::: 本文の一節 :::
Sei KIsaragiオフィシャルブログ


精神分析は大学で教えるべきか?

精神分析は教えるべきかという問いは、二つの立場から、つまり精神分析と大学側から検討されるであろう。
1、 精神分析に関する限り、それが大学のカリキュラムに採用されることは、あらゆる精神分析家によって肯定的に評価されるであろう。だがこのことは、精神分析家が何らかの仕方で大学に依存する、ということを意味しているのではない。
逆に精神分析家は、精神分析の文献研究によって自らの知識を獲得し、精神分析の学会においてそのメンバーたちと考察を交わすことでその知識を深めるのである。
精神分析家が精神分析の技法の扱い方を習得するのは、自らの人格分析の場合もあるし、また経験を積んだ同僚の監査の下での患者分析の場合もあるのだ。
精神分析の組織自体は大学活動からの追放によって生じたのであり、この追放が続く限り、ある一定の重要な専門教育の機能を果たし続けるであろう。
::: 記録の抜粋 :::
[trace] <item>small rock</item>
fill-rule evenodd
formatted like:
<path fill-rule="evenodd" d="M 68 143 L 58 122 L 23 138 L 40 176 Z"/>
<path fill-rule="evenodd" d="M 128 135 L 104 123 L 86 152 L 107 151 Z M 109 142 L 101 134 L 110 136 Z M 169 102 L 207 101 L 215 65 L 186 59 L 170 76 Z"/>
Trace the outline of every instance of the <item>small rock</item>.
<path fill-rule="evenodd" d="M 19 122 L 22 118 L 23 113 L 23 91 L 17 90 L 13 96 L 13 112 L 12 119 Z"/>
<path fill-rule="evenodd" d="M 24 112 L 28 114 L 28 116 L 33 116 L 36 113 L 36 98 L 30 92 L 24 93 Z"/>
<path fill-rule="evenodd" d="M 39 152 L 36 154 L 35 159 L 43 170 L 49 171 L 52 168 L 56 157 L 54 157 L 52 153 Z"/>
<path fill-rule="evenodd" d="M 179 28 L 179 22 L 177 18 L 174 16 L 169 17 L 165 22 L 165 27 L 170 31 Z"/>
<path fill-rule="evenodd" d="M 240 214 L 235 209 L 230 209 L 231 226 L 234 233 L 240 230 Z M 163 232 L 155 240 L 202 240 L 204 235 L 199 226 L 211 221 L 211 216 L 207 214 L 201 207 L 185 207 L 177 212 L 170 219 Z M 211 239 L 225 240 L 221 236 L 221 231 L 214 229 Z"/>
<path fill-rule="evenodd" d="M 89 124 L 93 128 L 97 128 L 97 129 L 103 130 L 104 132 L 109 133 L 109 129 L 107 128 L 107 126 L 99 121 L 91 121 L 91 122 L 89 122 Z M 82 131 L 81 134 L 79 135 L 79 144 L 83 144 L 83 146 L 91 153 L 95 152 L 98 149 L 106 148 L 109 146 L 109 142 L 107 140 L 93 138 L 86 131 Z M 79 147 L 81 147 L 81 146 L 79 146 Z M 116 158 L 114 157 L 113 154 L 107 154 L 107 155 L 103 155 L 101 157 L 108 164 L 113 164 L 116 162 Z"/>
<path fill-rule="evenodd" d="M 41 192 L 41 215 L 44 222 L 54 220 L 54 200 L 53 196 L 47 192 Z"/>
:::
取り組む設問:
1. 精神分析と大学についての本文に照らして、次の (a)〜(c) が本文と一致するかを「はい」か「いいえ」で答え、判断の根拠となる本文の語句を原文どおりに引用してください。
(a) 精神分析が大学のカリキュラムに採用されることは、あらゆる精神分析家によって肯定的に評価されるとされている。
(b) 精神分析家は大学に依存して自らの知識を獲得するとされている。
(c) 精神分析の組織は大学活動からの追放によって生じたとされている。
2. 精神分析と大学についての本文を、最後の文の後から書き継いでください。

設問への解答:
1.
(a) はい。「それが大学のカリキュラムに採用されることは、あらゆる精神分析家によって肯定的に評価されるであろう」
(b) いいえ。「精神分析家は、精神分析の文献研究によって自らの知識を獲得し」
(c) はい。「精神分析の組織自体は大学活動からの追放によって生じたのであり」

2.
2、 われわれの問いへの大学側の返答が肯定的あるいは否定的のどちらになるかは、医師とその他の研究者の専門教育にとって精神分析に何らかの重要性があることを大学が認めようとするか否かにかかっている。精神分析の大学教育が行われる場合、さらに新たな問いが生じる。
それは、精神分析が大学の教育プログラムの中で最も適切に採り入れられるのは、どの部門において、そしてどのような形式においてなのかという問いである。
医学ならびに大学専門教育一般にとっての精神分析の役割は、私の考えでは、以下のような事実に基づいている。
a.ここ数十年、医学教育は非常に正当な批判を受けてきた。
医学教育は医学生の研究を解剖学、物理学と化学に限定しているが、生きていくために重要なさまざまな機能にとっての心的な諸要因の意義やその障害と治療に関する初歩的な教育を行わない限りにおいて、それは一面的なのだ。
このような怠慢は、わらわれの医師の一面的な態度に後々影響を与えているのである。
この医学教育の結果から生じたのは、ある面では、健康と病気という最も興味深い人間の問題に対して医師が関心を持っていないことであり、また別の面では、医師が患者とうまく付き合っていけないことである。この点においては、専門教育を受けたどんな医師も、あらゆる偽医者によってたやすく凌罵されてしまうのである。
この明白な欠陥を大学は医学心理学の講習によって補充しようと近年試みている。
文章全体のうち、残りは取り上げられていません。